◆ Data under study:
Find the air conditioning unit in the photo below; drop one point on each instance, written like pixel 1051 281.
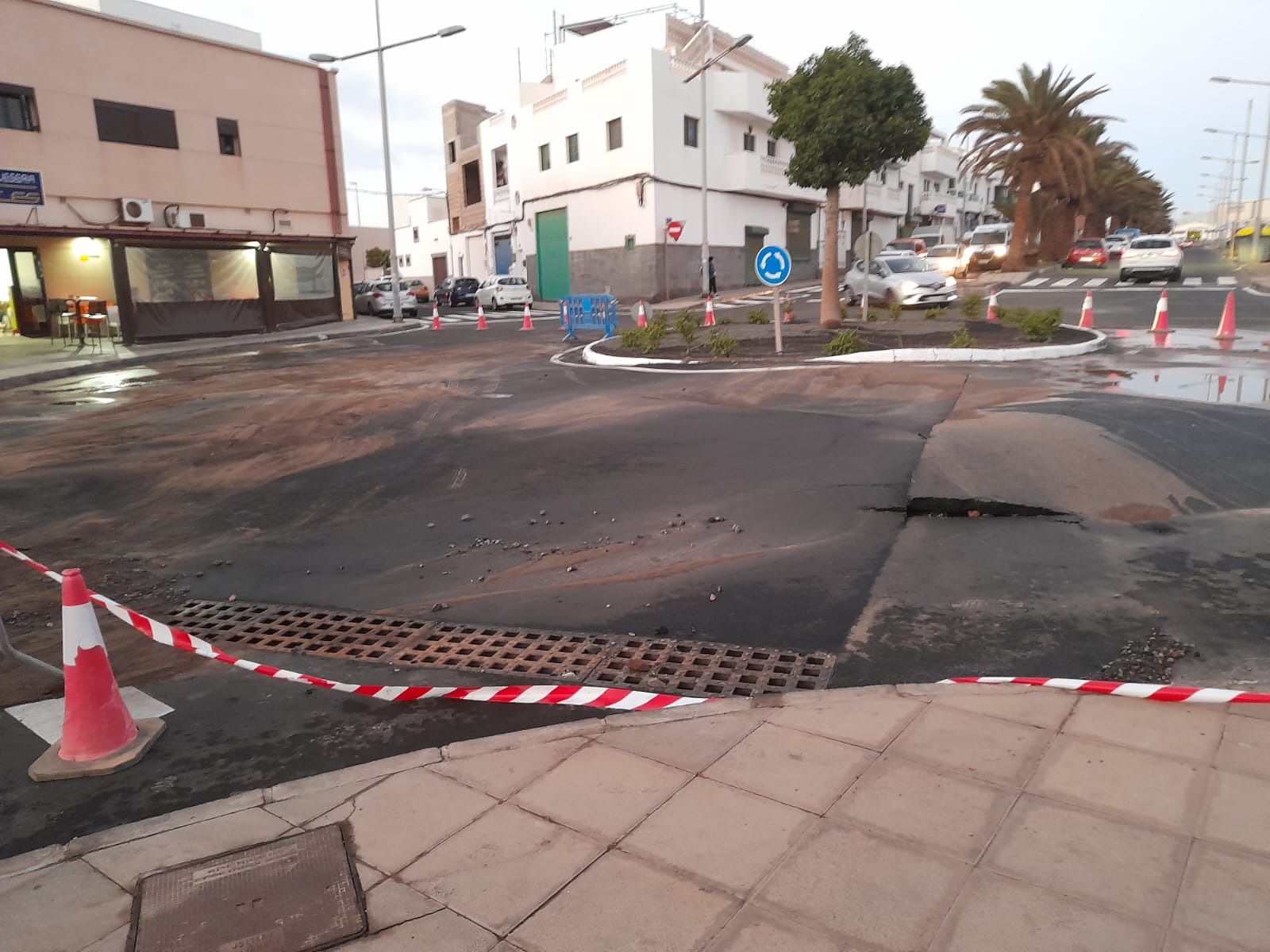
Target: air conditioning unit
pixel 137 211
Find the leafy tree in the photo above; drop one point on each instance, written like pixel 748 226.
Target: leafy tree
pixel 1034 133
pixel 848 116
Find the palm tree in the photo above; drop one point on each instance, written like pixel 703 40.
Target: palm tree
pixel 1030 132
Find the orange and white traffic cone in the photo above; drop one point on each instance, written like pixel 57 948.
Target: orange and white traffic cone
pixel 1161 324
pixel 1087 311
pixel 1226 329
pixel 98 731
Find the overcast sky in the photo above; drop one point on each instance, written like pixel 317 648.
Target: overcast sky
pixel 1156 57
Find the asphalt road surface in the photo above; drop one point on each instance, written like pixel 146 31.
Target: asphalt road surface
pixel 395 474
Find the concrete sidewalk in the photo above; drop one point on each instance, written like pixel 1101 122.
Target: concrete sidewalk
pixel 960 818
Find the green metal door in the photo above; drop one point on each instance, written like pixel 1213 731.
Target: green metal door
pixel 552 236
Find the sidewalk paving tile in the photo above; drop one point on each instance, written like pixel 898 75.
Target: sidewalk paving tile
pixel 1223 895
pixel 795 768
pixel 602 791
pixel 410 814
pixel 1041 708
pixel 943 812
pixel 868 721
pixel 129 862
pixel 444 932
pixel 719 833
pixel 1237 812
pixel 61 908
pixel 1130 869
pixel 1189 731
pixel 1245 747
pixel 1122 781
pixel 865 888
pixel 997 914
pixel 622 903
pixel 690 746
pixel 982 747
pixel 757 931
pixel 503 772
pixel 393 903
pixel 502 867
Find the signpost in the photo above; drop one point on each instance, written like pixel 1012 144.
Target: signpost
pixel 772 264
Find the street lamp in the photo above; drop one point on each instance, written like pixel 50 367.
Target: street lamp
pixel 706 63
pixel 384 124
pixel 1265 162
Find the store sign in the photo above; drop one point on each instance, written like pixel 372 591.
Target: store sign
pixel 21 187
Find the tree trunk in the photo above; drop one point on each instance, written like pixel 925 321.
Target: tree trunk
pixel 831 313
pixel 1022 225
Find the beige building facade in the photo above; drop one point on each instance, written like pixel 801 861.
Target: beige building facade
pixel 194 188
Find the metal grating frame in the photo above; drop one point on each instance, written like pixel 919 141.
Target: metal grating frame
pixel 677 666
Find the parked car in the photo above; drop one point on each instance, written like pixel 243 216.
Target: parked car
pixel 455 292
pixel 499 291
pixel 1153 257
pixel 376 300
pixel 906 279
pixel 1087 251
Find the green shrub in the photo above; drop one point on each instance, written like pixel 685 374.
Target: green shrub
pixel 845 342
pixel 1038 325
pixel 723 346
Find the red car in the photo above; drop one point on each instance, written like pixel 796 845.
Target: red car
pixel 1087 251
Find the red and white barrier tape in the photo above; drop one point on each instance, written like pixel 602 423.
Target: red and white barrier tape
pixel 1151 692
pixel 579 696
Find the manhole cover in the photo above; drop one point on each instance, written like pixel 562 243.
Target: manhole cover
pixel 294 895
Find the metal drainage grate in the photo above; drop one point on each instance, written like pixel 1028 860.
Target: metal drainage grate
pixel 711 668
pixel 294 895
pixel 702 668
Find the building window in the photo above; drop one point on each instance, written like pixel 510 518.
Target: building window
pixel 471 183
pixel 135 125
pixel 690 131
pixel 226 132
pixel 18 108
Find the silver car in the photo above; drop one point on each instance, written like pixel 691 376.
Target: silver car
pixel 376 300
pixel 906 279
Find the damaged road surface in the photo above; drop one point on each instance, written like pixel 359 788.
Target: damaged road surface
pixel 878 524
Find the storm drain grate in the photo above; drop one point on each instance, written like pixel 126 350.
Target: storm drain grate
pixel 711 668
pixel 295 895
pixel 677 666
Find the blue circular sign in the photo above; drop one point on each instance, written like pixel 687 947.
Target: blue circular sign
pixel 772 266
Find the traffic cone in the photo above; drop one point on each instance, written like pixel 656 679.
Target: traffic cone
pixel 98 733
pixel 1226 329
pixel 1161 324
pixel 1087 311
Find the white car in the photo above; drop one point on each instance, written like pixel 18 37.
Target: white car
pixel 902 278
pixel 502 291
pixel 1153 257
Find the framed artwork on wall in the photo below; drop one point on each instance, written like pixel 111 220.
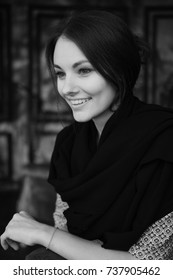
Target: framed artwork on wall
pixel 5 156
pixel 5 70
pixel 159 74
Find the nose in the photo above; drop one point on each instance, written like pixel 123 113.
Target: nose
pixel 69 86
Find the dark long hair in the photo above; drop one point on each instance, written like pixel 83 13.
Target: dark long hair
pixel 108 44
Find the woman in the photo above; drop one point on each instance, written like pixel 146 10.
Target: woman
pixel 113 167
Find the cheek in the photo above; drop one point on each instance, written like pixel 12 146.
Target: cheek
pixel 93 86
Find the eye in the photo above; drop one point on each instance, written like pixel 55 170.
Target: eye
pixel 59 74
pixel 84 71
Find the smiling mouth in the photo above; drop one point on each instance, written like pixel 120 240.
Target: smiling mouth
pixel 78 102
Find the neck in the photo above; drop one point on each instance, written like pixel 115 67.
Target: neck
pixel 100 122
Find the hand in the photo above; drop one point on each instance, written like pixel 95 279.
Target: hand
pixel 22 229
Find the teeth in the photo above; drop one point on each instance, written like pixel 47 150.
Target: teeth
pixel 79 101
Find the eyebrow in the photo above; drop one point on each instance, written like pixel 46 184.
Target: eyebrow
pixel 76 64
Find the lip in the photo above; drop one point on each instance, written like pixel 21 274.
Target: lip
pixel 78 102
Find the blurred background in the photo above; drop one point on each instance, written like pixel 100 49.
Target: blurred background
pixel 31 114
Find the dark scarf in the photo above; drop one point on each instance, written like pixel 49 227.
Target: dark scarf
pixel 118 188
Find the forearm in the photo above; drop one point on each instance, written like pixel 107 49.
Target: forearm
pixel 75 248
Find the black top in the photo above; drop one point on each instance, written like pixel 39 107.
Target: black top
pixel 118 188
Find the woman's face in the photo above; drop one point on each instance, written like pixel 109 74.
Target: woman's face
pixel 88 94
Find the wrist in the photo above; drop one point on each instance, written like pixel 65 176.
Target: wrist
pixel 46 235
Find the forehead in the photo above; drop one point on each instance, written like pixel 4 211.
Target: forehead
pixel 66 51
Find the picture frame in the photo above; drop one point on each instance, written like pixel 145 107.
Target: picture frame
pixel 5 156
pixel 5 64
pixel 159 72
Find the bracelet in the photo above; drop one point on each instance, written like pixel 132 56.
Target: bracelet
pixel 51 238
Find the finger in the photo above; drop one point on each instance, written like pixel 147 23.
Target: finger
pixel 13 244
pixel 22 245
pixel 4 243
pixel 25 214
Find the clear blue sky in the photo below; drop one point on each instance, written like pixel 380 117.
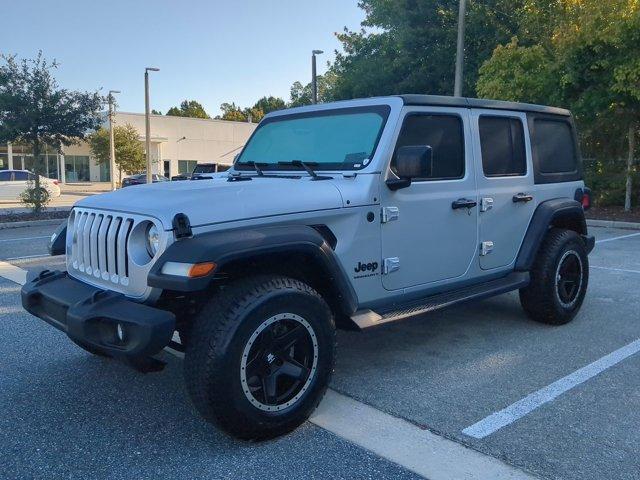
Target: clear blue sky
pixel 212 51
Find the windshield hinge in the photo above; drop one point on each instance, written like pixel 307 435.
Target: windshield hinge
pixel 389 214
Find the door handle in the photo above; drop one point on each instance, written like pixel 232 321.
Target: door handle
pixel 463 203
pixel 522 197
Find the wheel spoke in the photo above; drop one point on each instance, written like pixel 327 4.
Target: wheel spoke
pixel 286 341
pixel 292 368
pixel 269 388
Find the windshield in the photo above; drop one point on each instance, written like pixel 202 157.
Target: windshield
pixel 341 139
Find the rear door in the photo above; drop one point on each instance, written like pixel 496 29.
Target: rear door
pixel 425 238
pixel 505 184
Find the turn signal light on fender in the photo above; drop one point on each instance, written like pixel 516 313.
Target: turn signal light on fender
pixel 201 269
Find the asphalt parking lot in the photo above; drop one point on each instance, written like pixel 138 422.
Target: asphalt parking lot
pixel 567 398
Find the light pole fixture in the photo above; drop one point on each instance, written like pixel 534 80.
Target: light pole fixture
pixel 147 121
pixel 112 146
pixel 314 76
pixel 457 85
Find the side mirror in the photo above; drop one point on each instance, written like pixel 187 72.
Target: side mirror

◆ What is required: Could you write out, exactly as they stand, only the lines above that begin at the line with "Target: red car" and stop after the line with "Find the manhole"?

◆ Exercise solution:
Target: red car
pixel 1087 251
Find the red and white barrier tape in the photo above; drop one point on each instance, written like pixel 602 423.
Target: red and white barrier tape
pixel 1151 692
pixel 579 696
Find the manhole cover in the photo above; drop one point on each instance, written like pixel 562 243.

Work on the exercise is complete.